Exercise: Return every line of the rows below that contains the string "statue", matching case exactly.

(Dataset rows about object locations)
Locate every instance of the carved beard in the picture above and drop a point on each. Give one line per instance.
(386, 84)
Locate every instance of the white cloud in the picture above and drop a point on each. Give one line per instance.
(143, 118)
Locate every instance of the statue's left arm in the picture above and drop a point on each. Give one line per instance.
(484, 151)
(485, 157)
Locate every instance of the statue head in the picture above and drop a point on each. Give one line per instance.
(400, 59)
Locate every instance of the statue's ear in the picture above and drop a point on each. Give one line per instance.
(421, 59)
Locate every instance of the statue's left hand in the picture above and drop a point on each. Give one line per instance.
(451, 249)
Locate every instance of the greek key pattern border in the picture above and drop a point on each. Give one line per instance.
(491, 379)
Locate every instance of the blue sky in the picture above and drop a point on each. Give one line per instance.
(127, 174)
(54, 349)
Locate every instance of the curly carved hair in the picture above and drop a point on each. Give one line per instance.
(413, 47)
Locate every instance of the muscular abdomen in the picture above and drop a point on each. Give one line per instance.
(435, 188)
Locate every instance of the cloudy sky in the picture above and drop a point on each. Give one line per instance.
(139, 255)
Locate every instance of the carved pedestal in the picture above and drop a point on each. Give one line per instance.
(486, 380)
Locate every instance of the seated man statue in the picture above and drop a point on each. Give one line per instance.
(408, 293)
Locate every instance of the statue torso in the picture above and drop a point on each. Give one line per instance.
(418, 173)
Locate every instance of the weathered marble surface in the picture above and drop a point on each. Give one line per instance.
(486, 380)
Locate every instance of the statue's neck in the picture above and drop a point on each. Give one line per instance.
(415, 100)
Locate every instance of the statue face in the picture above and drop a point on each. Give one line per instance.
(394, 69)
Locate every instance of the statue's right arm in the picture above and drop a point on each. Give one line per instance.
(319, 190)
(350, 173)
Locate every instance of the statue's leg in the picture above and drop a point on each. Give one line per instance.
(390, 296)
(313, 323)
---
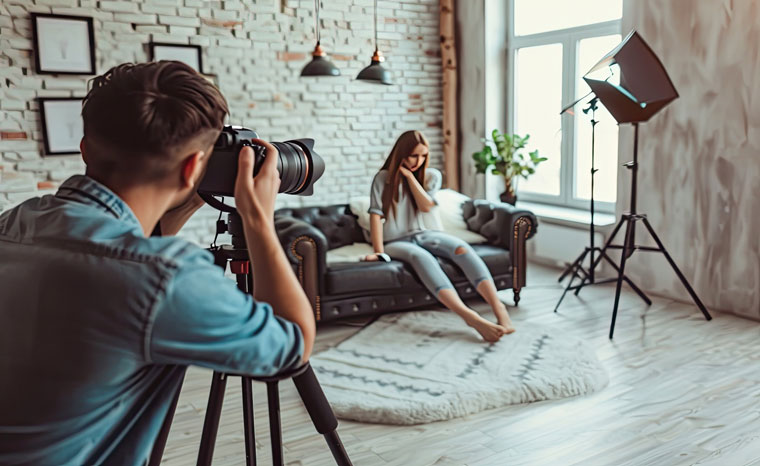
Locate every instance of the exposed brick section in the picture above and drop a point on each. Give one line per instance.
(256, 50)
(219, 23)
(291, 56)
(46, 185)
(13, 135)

Problem solution:
Locate every instance of the statue's left arm in the picture above and drop a point on each. Give one line per instance.
Locate every instance of the statue head in the picture above and drop a point on each. Give one line per instance.
Locate every instance of the statue's ear in the picture above and drop a point on each. Give one line per instance.
Locate every instance of the statue's left hand in the picture above and drop a point on each. Give one line per instance.
Locate every instance of the seated man statue in the picture above and drop a point on each. Give one line per instance.
Locate every instance of the statue torso in the picture above and drop a point on each. Give one line per instance.
Locate every instance of the statue's neck in the picture above and drop a point on each. Give one line per instance.
Locate every instance of the statue face in the picture above and drop a point on each. Give one line per instance.
Locate every instance of the statue's right arm in the picture above and drop a point on each. Give one line per instance.
Locate every instance of the statue's leg in the picture above and drop a point on each. Give one line per instance.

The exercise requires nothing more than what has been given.